Activity:
Count every line in the data that contains the word "below", then report that number alone.

◆ ◆ ◆ ◆

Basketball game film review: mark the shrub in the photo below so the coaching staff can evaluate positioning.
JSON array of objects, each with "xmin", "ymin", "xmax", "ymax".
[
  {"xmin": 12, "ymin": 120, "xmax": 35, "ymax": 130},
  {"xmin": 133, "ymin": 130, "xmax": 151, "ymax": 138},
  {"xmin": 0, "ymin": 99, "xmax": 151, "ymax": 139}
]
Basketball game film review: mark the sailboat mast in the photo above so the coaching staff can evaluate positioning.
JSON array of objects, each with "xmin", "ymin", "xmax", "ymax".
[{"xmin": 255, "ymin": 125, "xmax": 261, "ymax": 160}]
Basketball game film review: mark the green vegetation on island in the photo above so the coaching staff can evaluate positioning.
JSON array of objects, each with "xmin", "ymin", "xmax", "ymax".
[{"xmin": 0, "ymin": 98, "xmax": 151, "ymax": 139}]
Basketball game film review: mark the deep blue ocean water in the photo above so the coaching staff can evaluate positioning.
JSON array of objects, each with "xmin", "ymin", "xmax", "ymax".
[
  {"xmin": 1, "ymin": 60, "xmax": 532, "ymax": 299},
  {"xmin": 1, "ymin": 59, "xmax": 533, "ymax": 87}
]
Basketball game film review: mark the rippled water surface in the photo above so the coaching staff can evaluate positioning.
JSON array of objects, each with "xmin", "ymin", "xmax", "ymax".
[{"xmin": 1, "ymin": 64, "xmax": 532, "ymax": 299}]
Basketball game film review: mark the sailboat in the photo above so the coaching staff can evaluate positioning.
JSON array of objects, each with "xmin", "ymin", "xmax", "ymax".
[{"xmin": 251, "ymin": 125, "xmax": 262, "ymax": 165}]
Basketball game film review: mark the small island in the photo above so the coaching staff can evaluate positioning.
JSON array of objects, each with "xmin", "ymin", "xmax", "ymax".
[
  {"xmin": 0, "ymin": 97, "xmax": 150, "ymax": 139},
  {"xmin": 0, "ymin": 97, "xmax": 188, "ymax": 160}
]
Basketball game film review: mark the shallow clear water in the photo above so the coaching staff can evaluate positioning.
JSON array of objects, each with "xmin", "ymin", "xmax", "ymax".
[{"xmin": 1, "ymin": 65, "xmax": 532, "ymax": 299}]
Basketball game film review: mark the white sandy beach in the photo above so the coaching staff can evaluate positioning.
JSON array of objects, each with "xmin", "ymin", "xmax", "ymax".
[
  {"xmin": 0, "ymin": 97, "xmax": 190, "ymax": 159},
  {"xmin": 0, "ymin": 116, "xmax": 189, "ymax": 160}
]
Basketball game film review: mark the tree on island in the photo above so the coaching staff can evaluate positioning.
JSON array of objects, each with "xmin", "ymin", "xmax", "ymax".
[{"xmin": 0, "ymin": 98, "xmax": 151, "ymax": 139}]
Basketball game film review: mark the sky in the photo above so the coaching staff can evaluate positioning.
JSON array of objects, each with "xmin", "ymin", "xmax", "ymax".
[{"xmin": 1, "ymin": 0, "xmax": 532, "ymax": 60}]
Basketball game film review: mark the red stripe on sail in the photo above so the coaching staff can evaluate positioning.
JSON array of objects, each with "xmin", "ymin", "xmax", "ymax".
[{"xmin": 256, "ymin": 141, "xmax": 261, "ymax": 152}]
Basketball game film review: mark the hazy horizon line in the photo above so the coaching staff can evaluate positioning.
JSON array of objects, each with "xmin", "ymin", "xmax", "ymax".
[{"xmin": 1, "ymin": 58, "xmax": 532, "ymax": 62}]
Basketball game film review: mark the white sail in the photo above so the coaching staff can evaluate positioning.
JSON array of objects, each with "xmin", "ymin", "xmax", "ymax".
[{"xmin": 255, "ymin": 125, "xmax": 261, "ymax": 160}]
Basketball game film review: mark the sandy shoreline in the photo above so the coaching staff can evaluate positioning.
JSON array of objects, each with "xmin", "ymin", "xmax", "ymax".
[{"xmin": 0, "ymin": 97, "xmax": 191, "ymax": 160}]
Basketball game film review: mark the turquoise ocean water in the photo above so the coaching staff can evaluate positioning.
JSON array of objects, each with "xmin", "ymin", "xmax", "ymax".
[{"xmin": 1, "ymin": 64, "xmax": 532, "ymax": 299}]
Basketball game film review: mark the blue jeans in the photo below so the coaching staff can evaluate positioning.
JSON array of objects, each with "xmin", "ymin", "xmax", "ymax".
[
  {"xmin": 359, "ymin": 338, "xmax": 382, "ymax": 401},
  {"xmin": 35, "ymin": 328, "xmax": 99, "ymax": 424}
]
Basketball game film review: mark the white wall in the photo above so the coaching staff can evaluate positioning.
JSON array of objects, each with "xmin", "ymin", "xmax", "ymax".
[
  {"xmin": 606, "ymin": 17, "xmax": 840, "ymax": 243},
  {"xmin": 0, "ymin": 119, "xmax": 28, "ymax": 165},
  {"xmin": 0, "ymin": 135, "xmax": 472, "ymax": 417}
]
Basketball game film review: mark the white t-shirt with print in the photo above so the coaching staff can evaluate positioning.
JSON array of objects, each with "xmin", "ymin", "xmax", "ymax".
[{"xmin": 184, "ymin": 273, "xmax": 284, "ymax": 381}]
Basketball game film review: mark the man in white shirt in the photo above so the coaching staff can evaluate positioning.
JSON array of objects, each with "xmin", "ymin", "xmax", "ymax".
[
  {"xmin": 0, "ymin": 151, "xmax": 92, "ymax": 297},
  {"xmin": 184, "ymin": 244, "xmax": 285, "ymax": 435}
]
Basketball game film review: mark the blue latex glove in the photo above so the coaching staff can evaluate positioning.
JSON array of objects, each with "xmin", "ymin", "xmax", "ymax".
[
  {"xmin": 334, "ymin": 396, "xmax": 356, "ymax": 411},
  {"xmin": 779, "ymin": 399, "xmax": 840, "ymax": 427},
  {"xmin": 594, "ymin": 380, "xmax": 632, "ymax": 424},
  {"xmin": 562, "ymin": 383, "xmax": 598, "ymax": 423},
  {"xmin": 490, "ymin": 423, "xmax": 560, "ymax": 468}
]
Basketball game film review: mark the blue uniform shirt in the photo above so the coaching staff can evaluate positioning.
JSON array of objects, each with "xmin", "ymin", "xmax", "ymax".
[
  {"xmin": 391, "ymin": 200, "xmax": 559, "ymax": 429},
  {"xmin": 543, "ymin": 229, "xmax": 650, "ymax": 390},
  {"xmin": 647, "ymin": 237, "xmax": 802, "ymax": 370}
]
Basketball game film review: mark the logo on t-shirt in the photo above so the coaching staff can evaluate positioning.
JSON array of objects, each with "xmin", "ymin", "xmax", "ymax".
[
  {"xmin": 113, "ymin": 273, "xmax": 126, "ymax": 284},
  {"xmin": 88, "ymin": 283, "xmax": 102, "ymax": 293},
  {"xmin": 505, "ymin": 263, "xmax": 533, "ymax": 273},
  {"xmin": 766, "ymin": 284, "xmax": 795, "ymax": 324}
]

◆ ◆ ◆ ◆

Problem solution:
2